▶ RECORDS FOR THE EXERCISE:
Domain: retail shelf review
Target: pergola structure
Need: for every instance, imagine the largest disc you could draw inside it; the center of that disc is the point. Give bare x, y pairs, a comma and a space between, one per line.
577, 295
--
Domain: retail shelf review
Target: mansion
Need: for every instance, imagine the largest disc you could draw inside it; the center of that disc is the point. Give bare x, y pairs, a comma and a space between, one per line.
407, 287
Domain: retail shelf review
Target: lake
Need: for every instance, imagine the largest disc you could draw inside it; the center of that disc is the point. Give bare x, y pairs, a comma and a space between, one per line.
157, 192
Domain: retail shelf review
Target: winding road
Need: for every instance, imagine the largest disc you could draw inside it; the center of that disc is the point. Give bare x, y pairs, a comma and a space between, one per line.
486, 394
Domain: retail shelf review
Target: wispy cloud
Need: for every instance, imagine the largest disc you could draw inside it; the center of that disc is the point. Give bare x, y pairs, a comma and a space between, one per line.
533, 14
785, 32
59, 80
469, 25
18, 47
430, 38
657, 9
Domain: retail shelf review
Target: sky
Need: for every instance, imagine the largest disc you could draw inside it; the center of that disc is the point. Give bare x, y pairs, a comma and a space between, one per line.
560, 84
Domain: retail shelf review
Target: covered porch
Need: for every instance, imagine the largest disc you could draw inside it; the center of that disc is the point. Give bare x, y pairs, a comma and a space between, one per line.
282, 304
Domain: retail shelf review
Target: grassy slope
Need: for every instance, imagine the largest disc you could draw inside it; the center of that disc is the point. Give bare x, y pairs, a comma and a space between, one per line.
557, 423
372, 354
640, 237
==
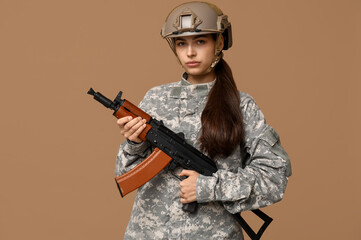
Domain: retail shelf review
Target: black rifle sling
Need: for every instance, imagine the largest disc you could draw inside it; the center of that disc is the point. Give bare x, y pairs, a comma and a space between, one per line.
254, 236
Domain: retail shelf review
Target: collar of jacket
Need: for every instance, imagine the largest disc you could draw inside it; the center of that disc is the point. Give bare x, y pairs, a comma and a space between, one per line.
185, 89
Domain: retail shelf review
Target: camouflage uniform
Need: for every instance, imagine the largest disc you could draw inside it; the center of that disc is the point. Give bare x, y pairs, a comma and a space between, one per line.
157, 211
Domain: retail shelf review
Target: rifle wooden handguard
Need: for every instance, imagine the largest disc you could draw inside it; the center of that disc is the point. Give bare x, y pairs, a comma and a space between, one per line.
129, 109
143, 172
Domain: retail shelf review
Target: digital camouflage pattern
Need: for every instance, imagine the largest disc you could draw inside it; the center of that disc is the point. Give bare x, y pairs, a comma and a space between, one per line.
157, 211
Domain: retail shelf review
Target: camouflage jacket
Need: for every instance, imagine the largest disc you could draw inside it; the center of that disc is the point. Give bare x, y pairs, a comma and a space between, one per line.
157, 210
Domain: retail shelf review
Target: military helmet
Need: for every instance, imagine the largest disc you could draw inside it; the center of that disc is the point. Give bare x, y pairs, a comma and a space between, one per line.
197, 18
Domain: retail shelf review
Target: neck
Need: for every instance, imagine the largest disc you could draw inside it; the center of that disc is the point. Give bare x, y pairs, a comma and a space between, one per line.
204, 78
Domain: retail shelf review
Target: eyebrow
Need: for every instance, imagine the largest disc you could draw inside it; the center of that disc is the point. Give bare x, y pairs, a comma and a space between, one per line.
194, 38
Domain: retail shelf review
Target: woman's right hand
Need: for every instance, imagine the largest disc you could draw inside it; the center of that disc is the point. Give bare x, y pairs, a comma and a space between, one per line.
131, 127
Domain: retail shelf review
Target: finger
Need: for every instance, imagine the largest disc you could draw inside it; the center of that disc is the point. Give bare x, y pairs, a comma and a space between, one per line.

▶ DIRECTIONS FOR THIS TASK: Please pick out every line in the items above that contains the word "jacket" and copy each such line in full.

▶ FULL ANSWER:
Target: collar of jacket
Target: camouflage jacket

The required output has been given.